*AUFGABE A*
Welches Mausmodell verwendet Benzman laut dem unten stehenden Abschnitt zur Mausgeschwindigkeit in KDE?

======== AUSGEWÄHLTER ABSCHNITT

# Mausgeschwindigkeit in KDE

## Benzman

Hi,

Ich hab ein kleines Problem mit meiner Maus (Logitech MX1000). Der Zeiger bewegt sich einfach zu schnell und ich finde keine Möglichkeit die Geschwindigkeit zu drosseln. Weder eine Veränderung der Einstellungen im KDE Kontrollzentrum noch das Einstellen mit "xset m" bringen eine Veränderung.

Gibt es vielleicht igendwo noch eine Möglichkeit die Mausgeschwindigkeit runter zu stellen, die ich noch nicht gefunden habe?

----------

## loveandpeace

Hallo, 

ich greife diesen (angefangenen) Thread mal auf, weil er der aktuellste zu dem Thema ist, den ich durch die Suche mit den Stichworten 'Maus' und 'schnell' gefunden habe.

Ich habe exakt genau das gleiche Problem wie oben schon beschrieben wurde. Mein Mauszeiger ist wahnsinnig schnell, ich kann ihn kaum steuern, schon gar nicht mit meinem Trackball. Es geht hier noch nicht mal hauptsaechlich um meine Feinmotorik, sondern insbesonder darum, dass ich visuell etwas beeintraechtigt bin und dem Mauszeiger nicht staendig bei seinen Blitzausfluegen in alle erdenklichen Ecken des Bildschirmes folgen kann (mag die Konsole mit der Bedienung ueber die Tastatur eh lieber  :Wink:  ).

Ich habe versucht, die Geschwindigkeit ueber das Kontrollzentrum von KDE einzustellen - kein Erfolg. Habe es mit xset m 0 und  xset m 0 0 versucht - kein Erfolg. Habe in der xorg.conf nachgeschaut (wobei das sowieso irrelevant ist, wenn ich die Maus ueber USB angeschlossen hab, oder?) und konnte auch hier nichts bewirken.

Habe mich durch diverse Threads zu diesem Thema gewuehlt wie z. B. folgende:

https://forums.gentoo.org/viewtopic-t-437573-highlight-maus+schnell.html

https://forums.gentoo.org/viewtopic-t-415710-highlight-maus+schnell.html

Auch dass sie manchmal einfach 'irgendwo drauf klickt' wie in diesem Thread beschrieben, kommt manchmal vor.

================
======== DATENAUSZÜGE

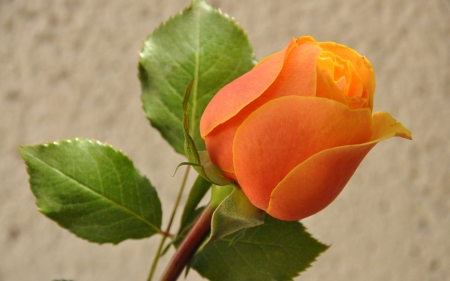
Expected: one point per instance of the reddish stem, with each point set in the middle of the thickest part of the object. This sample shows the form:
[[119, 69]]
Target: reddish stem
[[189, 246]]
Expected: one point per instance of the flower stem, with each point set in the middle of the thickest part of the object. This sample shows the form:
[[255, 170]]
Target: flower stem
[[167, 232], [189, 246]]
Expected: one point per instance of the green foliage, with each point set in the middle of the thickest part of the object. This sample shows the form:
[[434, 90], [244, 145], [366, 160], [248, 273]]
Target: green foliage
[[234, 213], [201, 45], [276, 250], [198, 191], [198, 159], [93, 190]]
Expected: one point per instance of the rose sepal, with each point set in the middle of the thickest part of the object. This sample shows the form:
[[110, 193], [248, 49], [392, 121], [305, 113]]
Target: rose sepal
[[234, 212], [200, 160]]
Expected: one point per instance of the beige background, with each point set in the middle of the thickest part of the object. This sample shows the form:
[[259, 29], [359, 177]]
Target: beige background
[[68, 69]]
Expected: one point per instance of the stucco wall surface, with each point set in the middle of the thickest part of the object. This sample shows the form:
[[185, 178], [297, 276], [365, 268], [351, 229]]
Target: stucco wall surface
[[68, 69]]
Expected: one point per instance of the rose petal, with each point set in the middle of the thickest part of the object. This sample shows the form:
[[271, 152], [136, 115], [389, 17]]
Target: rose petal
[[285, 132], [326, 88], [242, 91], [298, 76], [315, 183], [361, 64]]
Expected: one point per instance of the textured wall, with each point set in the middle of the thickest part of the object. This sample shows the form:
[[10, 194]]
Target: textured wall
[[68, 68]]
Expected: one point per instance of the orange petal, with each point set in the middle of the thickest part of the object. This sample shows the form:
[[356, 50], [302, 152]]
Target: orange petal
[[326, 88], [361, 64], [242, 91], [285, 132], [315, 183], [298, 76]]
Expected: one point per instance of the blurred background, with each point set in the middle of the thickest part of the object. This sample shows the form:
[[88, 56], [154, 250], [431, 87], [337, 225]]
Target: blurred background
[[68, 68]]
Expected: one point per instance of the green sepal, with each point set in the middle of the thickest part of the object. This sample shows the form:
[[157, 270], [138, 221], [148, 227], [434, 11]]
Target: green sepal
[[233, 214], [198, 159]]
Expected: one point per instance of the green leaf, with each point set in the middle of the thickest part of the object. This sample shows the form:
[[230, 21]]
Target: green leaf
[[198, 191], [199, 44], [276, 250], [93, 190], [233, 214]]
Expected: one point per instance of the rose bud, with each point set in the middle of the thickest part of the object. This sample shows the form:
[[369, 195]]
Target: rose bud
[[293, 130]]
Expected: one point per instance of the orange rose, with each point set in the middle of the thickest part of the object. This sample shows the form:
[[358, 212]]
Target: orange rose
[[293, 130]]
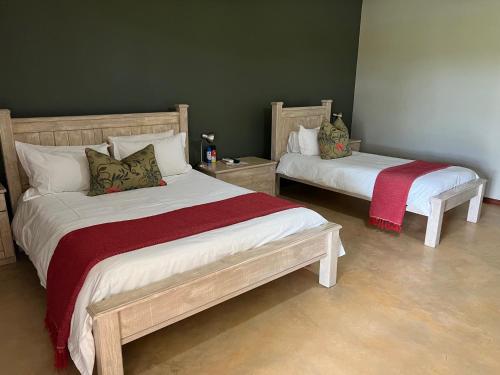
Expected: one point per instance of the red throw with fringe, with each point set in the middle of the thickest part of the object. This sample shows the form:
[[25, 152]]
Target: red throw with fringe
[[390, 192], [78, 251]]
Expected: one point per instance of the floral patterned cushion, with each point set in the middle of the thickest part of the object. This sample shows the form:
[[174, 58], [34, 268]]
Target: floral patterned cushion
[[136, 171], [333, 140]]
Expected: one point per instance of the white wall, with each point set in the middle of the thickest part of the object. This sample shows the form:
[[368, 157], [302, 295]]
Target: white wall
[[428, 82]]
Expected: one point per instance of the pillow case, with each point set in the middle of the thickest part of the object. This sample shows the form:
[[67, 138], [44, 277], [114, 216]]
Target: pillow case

================

*AUFGABE B*
Ordnen Sie aus den Einträgen nur die Zeilen von der Zeile mit "Expected: one point per instance of the red throw" bis einschließlich der Zeile mit "[[428, 82]]" als Markdown-Tabelle mit den Spalten „Nr.“ und „Zeile“ an. Leerzeilen werden dabei ausgelassen.

*LÖSUNG A*
Benzman verwendet eine Logitech MX1000.

*LÖSUNG B*
| Nr. | Zeile |
|---|---|
| 1 | Expected: one point per instance of the red throw with fringe, with each point set in the middle of the thickest part of the object. This sample shows the form: |
| 2 | [[25, 152]] |
| 3 | Target: red throw with fringe |
| 4 | [[390, 192], [78, 251]] |
| 5 | Expected: one point per instance of the floral patterned cushion, with each point set in the middle of the thickest part of the object. This sample shows the form: |
| 6 | [[174, 58], [34, 268]] |
| 7 | Target: floral patterned cushion |
| 8 | [[136, 171], [333, 140]] |
| 9 | Expected: one point per instance of the white wall, with each point set in the middle of the thickest part of the object. This sample shows the form: |
| 10 | [[368, 157], [302, 295]] |
| 11 | Target: white wall |
| 12 | [[428, 82]] |